EXERCISE
Could you quote, exactly as they stand, the lines running from the one with "of the collared" to the final line of the material?

*** STUDY MATERIAL ***

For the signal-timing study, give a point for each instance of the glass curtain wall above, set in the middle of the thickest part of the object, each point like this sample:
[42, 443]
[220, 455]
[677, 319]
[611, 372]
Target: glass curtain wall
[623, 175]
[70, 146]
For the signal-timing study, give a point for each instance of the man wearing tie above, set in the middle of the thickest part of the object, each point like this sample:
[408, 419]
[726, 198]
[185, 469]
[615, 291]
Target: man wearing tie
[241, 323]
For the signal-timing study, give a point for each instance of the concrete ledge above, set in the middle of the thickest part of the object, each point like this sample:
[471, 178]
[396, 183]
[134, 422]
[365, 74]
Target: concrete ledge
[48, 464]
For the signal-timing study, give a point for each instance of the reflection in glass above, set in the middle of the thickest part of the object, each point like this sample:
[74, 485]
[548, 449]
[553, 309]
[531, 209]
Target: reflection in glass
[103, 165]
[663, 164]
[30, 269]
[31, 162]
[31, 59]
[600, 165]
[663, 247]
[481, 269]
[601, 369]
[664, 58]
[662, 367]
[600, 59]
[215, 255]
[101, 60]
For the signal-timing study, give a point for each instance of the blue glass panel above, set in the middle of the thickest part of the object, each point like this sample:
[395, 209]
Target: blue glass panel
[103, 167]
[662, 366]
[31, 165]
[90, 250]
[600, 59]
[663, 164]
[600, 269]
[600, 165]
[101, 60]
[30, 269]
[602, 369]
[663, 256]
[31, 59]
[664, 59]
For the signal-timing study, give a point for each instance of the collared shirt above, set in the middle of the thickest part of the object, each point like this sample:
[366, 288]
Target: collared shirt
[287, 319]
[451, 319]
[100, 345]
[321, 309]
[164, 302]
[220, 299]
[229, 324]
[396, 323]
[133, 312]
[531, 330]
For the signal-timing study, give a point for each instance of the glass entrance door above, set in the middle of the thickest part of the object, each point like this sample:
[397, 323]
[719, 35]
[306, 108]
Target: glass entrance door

*** End of STUDY MATERIAL ***

WORKED SOLUTION
For the signal-timing study, give a point for each instance of the collared shirt above, set in the middle of the thickest part of the object, each point like this sample:
[366, 288]
Target: collared shirt
[287, 319]
[451, 319]
[100, 345]
[321, 309]
[164, 302]
[220, 299]
[229, 324]
[396, 323]
[133, 312]
[531, 330]
For the signal-timing study, give a point for each instance of the glass entrance door above, set in the middle of the thickest part of the object, each point like this sample:
[397, 323]
[719, 35]
[306, 108]
Target: glass entrance door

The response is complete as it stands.